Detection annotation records
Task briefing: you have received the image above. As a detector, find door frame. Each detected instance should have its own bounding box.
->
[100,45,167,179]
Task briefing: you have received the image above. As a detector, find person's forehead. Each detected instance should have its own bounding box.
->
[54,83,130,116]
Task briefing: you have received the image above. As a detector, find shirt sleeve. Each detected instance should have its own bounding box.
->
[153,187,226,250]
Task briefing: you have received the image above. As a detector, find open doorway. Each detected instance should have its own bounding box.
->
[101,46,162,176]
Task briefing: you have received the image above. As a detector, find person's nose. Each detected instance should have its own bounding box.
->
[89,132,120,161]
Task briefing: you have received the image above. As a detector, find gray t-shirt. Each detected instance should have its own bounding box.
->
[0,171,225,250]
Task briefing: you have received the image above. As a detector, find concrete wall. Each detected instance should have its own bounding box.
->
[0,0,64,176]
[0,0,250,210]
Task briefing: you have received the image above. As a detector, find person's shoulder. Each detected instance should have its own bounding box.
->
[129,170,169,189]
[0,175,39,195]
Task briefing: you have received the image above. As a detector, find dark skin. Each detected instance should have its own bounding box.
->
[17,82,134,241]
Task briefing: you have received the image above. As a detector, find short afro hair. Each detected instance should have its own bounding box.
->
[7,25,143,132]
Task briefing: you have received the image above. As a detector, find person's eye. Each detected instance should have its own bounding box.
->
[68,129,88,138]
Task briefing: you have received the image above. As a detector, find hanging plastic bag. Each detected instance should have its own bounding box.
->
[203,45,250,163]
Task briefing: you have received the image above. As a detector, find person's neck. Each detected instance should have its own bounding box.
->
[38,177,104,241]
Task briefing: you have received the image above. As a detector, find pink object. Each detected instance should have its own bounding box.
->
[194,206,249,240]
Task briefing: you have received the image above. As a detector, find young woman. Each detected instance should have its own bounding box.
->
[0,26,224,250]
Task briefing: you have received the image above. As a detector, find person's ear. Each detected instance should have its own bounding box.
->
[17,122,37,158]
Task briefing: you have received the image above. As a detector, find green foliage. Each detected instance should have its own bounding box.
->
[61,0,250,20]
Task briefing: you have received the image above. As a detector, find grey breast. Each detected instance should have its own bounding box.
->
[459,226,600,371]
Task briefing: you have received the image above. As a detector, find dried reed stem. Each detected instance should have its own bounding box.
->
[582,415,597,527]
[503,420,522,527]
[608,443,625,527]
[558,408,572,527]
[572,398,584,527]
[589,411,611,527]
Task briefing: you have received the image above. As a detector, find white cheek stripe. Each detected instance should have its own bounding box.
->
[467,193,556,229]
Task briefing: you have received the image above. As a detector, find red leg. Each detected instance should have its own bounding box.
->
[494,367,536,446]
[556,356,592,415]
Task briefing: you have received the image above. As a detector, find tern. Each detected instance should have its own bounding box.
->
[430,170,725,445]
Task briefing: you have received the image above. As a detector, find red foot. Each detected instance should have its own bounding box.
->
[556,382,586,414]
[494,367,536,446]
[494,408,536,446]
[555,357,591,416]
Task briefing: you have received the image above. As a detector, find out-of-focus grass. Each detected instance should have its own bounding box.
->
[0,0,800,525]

» **WHAT YOU ARE ASKED TO DO**:
Can you copy out all of the material above again, word for word?

» **RESPONSE TO THE EXERCISE**:
Task briefing: you have received the image above. As a detector, find door frame. Each detected instance should have its own bounding box.
->
[100,45,167,179]
Task briefing: you have received the image above. As a detector, find person's forehead. Each detected instance should have its own bounding box.
->
[54,83,130,116]
Task briefing: you have received the image above. As a detector, find shirt sleeve. Each detected instance should have its own bounding box.
->
[153,187,226,250]
Task briefing: you have received the image above. As a detector, find open doorway. Each detected instance should have its own bounding box.
->
[101,46,162,176]
Task briefing: you have received the image above. As a detector, find person's nose. Each detected instance should have its own bounding box.
->
[89,132,120,161]
Task briefing: you have received the image above. As a detector, find gray t-shirt. Each detected instance should have its own bounding box.
->
[0,171,225,250]
Task briefing: you have received the image above. As a detector, find concrete wall. Each detected instance should have its own bounding box.
->
[0,0,64,176]
[0,0,250,210]
Task briefing: you have received the image above. As a detector, find person's shoulder. Each detected instance should have its own bounding box.
->
[129,170,169,189]
[0,175,39,195]
Task briefing: you have received the image above. As a detector, find dark skin. Each detected instance should have its own bounding box.
->
[17,82,134,241]
Task briefing: you have received the image above. As a detector, find short afro hair. Each detected instance should have its own bounding box.
->
[7,25,143,132]
Task briefing: you have received the image above. As a detector, find person's eye. Each detected instance should have its own bounding box.
->
[68,129,88,138]
Task briefing: you have received the image above. As a detector, find hanging plastic bag. Each detected instance should have its own bounding box.
->
[203,45,250,163]
Task briefing: you have received the image above. As a detector, find person's neck. Each detected instance should have its own bounding box.
->
[38,177,104,241]
Task briefing: you have received the image above. As a detector, find pink object. Each detected instance should have its own bounding box.
->
[194,206,249,240]
Task briefing: you have received the image above. As a detector, find young woman. Each detected instance should have its own bounding box.
->
[0,26,224,250]
Task briefing: you have received the image above. As a detector, find person's ear. Each detected instance should have its own bounding box.
->
[17,122,37,158]
Task briefing: you have received the image above. As a detector, find green foliage. Each detected instance should have its own bounding box.
->
[61,0,250,20]
Task briefing: you have received the image above. As a detector, find grey breast. Each detected instance should have its own bounding box.
->
[459,226,600,371]
Task briefing: you have received the image above. As a detector, find dried reed stem. Each detected instance should have its own bounding box.
->
[582,415,597,527]
[503,420,522,527]
[608,443,625,527]
[558,408,572,527]
[572,398,584,527]
[589,411,611,527]
Task briefing: you have received the image above. As a detector, find white cheek stripe. Each detected instance should have its own bounding box.
->
[467,193,556,229]
Task briefing: you have received the image above. As a detector, find red leg. Each detected instance should have its own bounding box.
->
[494,367,536,446]
[556,356,592,415]
Task briefing: you have received the image above. As a detector, find tern. Each detected instance should have its own bounding box.
->
[430,170,725,445]
Task briefing: you have received the image above. As a detector, find red foot. Each detected instance should have its own bounding box.
->
[556,382,586,414]
[494,367,536,446]
[494,408,536,446]
[555,357,591,416]
Task briefing: you have received the image above. As a detector, find out-of-focus grass. Each detected instance should have its own bounding box.
->
[0,0,800,525]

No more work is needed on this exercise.